Soy un pedazo de infinito yendo y viniendo, un universo biológico de aquí para allá desde que tengo recuerdos. Fue mi mamá la que buscando sitios mejores para mí, con sus 18 añitos y siendo madre soltera, me acostumbró a no acostumbrarme a ningún sitio. A los 18 años mi sangre nómada me despertó y me fui por derroteros, buscando un oficio, inseguro de mi vocación, durante tres años. Pero un día, la casualidad y el consejo de un amigo me llevaron a presentarme para una beca en Cuba.
Cuando era adolescente, con el torbellino guevariano en la cabeza, había soñado con conocer la Isla. Me había puesto un plazo para ir: un par de años después de tener un trabajo estable, haber ahorrado, quizás familia, y todos esos caminos por los que se supone que uno debe pasar en la vida. Pero no fue así, el puente que la vida tendió con su movimiento me ahorró años y me acercó a un sueño que parecía una estrella distante. Allí estudié Medicina, pero en paralelo cohabitaba en mí otra carrera más poderosa: la del arte y el viaje. La música de la Isla, el amor y los amigos conformaron un esqueleto sólido que he ido rellenando después con el imaginario de viajes posteriores.

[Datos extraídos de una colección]
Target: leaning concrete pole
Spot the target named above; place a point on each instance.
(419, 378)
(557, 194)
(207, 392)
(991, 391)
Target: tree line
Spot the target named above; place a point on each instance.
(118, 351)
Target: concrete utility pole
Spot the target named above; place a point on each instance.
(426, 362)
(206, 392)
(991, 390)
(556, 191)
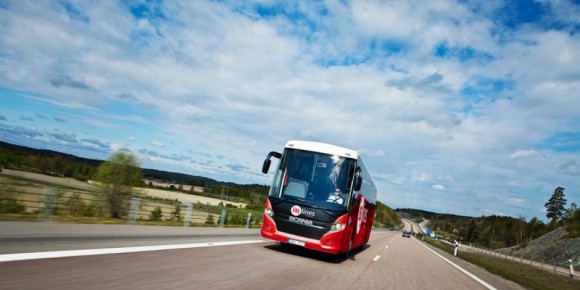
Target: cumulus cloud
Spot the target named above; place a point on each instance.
(430, 93)
(523, 154)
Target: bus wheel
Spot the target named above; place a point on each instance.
(347, 254)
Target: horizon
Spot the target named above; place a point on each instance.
(454, 106)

QUÉ HACER: ¿Qué carrera estudió en Cuba la persona que narra el relato sobre su beca en la Isla?

RESULTADO DE LA TAREA: Medicina.